(Aim of the task)
Emit the line that holds "For the audit, pick out each instance of the yellow" and all lines following it through the end of the data, verbatim, and nothing else.

Records contained in a dataset

━━━━━━━━

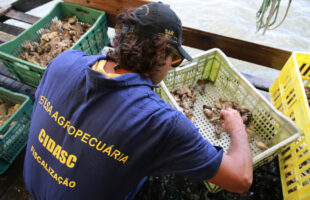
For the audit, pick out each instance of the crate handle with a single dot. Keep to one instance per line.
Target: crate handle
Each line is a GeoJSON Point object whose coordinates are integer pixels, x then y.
{"type": "Point", "coordinates": [186, 66]}
{"type": "Point", "coordinates": [22, 66]}
{"type": "Point", "coordinates": [81, 10]}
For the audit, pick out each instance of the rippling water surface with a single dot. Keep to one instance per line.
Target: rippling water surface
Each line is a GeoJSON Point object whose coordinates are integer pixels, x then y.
{"type": "Point", "coordinates": [237, 19]}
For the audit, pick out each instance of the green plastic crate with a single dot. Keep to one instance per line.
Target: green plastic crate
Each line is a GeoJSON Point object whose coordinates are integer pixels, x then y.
{"type": "Point", "coordinates": [270, 125]}
{"type": "Point", "coordinates": [13, 139]}
{"type": "Point", "coordinates": [91, 42]}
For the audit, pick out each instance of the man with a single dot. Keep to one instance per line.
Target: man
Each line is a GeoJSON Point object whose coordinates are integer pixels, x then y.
{"type": "Point", "coordinates": [98, 129]}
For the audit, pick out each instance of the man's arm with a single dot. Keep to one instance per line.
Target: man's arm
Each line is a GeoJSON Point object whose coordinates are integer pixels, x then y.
{"type": "Point", "coordinates": [235, 173]}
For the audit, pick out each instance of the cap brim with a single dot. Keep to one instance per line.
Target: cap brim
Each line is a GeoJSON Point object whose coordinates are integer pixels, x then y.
{"type": "Point", "coordinates": [184, 54]}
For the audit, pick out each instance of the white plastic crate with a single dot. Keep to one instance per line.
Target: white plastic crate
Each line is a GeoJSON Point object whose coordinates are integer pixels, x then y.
{"type": "Point", "coordinates": [271, 127]}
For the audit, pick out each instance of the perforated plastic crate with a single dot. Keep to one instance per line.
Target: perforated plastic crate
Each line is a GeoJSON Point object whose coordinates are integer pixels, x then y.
{"type": "Point", "coordinates": [91, 42]}
{"type": "Point", "coordinates": [271, 127]}
{"type": "Point", "coordinates": [288, 95]}
{"type": "Point", "coordinates": [14, 132]}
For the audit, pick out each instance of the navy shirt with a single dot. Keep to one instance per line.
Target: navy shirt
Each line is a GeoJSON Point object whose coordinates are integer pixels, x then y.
{"type": "Point", "coordinates": [95, 138]}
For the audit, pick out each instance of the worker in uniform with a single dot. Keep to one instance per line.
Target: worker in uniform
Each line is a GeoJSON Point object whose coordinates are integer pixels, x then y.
{"type": "Point", "coordinates": [98, 129]}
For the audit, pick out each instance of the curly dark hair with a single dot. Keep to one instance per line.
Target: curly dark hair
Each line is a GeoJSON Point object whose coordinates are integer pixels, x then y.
{"type": "Point", "coordinates": [137, 53]}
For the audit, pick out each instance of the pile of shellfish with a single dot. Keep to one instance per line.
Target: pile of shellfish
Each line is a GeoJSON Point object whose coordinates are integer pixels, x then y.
{"type": "Point", "coordinates": [60, 36]}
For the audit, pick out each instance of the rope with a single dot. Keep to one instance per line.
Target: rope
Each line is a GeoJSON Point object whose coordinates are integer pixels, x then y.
{"type": "Point", "coordinates": [273, 6]}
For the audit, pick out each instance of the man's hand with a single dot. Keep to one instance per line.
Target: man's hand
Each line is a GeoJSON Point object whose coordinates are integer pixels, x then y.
{"type": "Point", "coordinates": [233, 122]}
{"type": "Point", "coordinates": [235, 173]}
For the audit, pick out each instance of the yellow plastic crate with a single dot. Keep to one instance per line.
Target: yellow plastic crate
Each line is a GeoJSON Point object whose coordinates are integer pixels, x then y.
{"type": "Point", "coordinates": [288, 96]}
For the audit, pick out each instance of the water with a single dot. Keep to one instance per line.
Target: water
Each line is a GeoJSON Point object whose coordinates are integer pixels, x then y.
{"type": "Point", "coordinates": [236, 19]}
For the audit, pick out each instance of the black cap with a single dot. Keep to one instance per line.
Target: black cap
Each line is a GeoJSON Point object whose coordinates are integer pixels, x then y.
{"type": "Point", "coordinates": [158, 19]}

━━━━━━━━

(Response to the task)
For the audit, pick out each instance of the yellow plastic crate with a single dot. Keep to one instance per line.
Target: yellow plastic crate
Each line is a GeoJSON Point object whose coordinates are integer pixels, x then y.
{"type": "Point", "coordinates": [288, 96]}
For the audit, pick out each instance of the water with a single dot. Keep to one instance per line.
Target: water
Each line is a GeoJSON Point object whose coordinates are integer pixels, x then y.
{"type": "Point", "coordinates": [236, 19]}
For the audit, pick out each instance of the black cap with a single dot. Keep to one instance per line.
Target: black cap
Each line is a GeoJSON Point object whose coordinates are integer pixels, x then y.
{"type": "Point", "coordinates": [158, 19]}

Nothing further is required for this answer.